All lines below containing "evenodd" are to be listed.
*** Opening of Data for review ***
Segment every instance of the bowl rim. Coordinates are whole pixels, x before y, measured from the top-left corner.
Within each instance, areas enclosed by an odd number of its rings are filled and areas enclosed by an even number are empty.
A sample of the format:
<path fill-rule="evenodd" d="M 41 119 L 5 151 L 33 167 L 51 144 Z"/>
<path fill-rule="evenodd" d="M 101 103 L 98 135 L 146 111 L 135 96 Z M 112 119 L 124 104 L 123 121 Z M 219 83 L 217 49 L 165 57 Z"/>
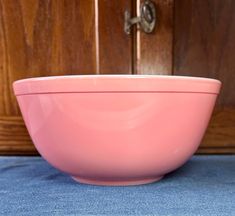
*** Close of Data for review ***
Solution
<path fill-rule="evenodd" d="M 41 119 L 5 151 L 33 167 L 51 144 Z"/>
<path fill-rule="evenodd" d="M 101 103 L 98 135 L 146 111 L 135 96 Z M 112 119 L 124 104 L 123 121 Z M 219 83 L 217 49 L 165 57 Z"/>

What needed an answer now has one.